WHAT THIS TASK INVOLVES:
Return all of the entries exactly as written.
BEGIN MATERIAL SHOWN
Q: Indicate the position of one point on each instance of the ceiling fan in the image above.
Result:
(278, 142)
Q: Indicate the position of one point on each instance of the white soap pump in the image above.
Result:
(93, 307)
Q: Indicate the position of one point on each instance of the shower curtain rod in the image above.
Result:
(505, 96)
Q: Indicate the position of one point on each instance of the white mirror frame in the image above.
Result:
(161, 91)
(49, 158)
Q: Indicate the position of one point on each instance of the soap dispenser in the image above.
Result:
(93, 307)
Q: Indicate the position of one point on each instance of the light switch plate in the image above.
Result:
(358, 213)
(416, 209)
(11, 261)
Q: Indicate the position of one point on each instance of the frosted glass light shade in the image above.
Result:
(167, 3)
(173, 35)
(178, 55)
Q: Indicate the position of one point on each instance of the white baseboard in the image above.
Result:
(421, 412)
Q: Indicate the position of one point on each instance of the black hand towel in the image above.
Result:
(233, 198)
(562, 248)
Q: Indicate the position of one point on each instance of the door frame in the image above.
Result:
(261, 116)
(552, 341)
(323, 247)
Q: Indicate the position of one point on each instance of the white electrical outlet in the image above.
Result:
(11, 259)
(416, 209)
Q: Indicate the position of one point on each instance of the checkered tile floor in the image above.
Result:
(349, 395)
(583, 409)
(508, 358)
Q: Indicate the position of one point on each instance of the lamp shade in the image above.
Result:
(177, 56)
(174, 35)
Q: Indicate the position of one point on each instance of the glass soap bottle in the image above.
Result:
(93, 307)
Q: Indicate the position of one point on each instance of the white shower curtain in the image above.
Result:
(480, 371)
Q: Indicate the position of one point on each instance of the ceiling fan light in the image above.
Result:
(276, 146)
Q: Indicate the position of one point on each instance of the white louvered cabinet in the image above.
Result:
END MATERIAL SHOWN
FINISHED TASK:
Q: Indicate the position of one point on each instance of the ceiling fan in the image above.
Result:
(278, 142)
Q: Indicate the position of one point on each instance of the white soap pump in the image above.
Result:
(93, 307)
Q: Indicate the position of one point on each instance of the shower curtain rod in the image above.
Result:
(505, 96)
Q: Indicate the position of one point on each instance of the white mirror frame in the image above.
Result:
(161, 91)
(49, 158)
Q: Indicate the position of one point on each instance of the soap dispenser in the image above.
Result:
(93, 307)
Q: Indicate the position of one point on each instance of the light switch plate in the image above.
Result:
(358, 213)
(416, 209)
(11, 261)
Q: Indicate the position of one point on each instance of the frosted glass light shade in the image above.
Result:
(167, 3)
(173, 35)
(178, 55)
Q: Indicate the position of one point on each instance of the white baseboard in the image above.
Result:
(421, 412)
Q: Indicate the position of one point on each instance of the black hand towel in the image above.
Result:
(233, 198)
(562, 248)
Q: Indicate the position of one point on each instance of the door frame in the image above.
Result:
(261, 116)
(552, 341)
(323, 247)
Q: Indicate the position of one point on each instance of the white electrical outlet in the image above.
Result:
(11, 259)
(416, 209)
Q: Indicate the position of one point on each instance of the checkered tile floor in the image above.
Result:
(349, 395)
(583, 409)
(508, 358)
Q: Indicate the position of one point on each instance of the lamp shade in the image above.
Result:
(177, 56)
(174, 35)
Q: Indicate the position of one point on each instance of the glass soap bottle in the image above.
Result:
(93, 307)
Q: Indicate the position of one point on each instance of the white shower curtain in the image above.
Result:
(480, 371)
Q: Indicate the position of one point on each instance of the ceiling fan light in the image above.
Result:
(276, 146)
Q: Indicate the position of one point on each instance of the white louvered cabinet in the image above.
Result:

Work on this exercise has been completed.